__Try it__: Copy out all of the lines below exactly; the pictures do not belong in the copy.

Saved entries
....................

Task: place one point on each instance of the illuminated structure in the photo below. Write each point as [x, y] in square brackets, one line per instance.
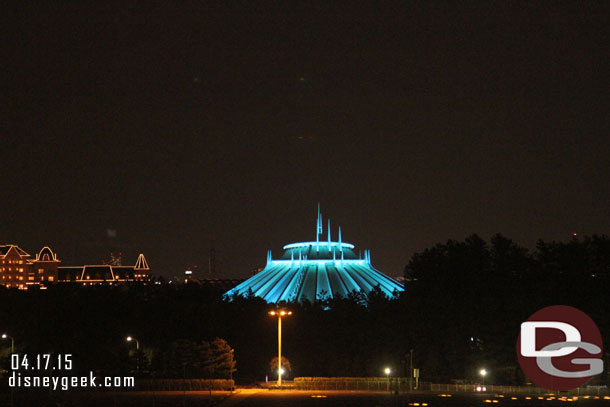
[19, 269]
[316, 270]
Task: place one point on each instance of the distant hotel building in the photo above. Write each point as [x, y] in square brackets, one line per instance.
[18, 269]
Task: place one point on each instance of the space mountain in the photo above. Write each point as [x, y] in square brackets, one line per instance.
[311, 271]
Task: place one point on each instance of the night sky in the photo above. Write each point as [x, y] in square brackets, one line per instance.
[411, 124]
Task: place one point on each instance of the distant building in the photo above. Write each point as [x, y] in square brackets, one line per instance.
[19, 269]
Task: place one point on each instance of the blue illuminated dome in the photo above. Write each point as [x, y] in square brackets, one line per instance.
[316, 270]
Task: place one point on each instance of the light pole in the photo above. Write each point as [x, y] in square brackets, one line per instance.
[279, 313]
[483, 373]
[130, 339]
[5, 336]
[387, 371]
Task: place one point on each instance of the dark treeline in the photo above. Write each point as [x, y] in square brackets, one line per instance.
[461, 310]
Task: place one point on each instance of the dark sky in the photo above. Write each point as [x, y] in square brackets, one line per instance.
[411, 124]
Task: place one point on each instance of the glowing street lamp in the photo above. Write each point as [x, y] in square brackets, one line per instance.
[387, 372]
[5, 336]
[279, 313]
[483, 373]
[130, 339]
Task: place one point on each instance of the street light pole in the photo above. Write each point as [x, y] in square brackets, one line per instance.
[129, 339]
[483, 372]
[279, 313]
[279, 351]
[387, 373]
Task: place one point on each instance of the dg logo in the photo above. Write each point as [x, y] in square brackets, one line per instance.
[560, 348]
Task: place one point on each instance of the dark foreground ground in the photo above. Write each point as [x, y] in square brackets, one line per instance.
[286, 398]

....................

__Task solution__:
Task: place one point on each instance of the illuminated structure in the photo below. Write each point as [x, y] in square brackets, one line per instance.
[19, 269]
[316, 270]
Task: place one point on each instance of the distant hotel building in the photo above. Write each point as [x, y] in square brackets, one line per instance.
[18, 269]
Task: place one point on each instance of the space mountain in the photo above. Write each point as [x, y] in square brackets, one line per instance.
[311, 271]
Task: place one point on each instance of the night sky in the photo above. Write each point as [x, y] in square brackets, one line per instance.
[411, 124]
Task: place one point on each instance of the distant building in the photo above. Write each point as [x, y] in square brackets, one line per instance.
[19, 269]
Task: place one point on each instance of the blue illuminated dome in the photo above. Write each point as [x, y] in square brackets, one line per instance.
[316, 270]
Task: place one point on each instance of the light pole in the photo above. Write each point as [x, y] in square brackets, one line per instance.
[279, 313]
[483, 373]
[130, 339]
[5, 336]
[387, 371]
Task: place one point on each instance of the dark treeline in the photo above. Write each point as [x, y] in square brackets, one line per instance.
[461, 310]
Task: place one point on each instance of the dark sky in the photo above. Write each point as [x, y] in square brackets, one line per instance.
[411, 124]
Task: place one point on each instance of the glowing street lamp in the photo above. Write each point as [x, y] in square brackets, one line per instance.
[387, 372]
[5, 336]
[279, 313]
[483, 373]
[130, 339]
Task: place one point on each instance of the street light pole in the photo above. Write each point as [x, y] in square brackets, one line per instance.
[129, 339]
[483, 372]
[279, 313]
[279, 351]
[387, 373]
Task: place one point on each instance of the dg logo in the photo above. Write each point as [x, y] in square brackets, one line per instance.
[560, 348]
Task: place one point on each instance of the dark foreground ground in the photo above. Write each point as [x, y] in square brackets, one line per instance.
[286, 398]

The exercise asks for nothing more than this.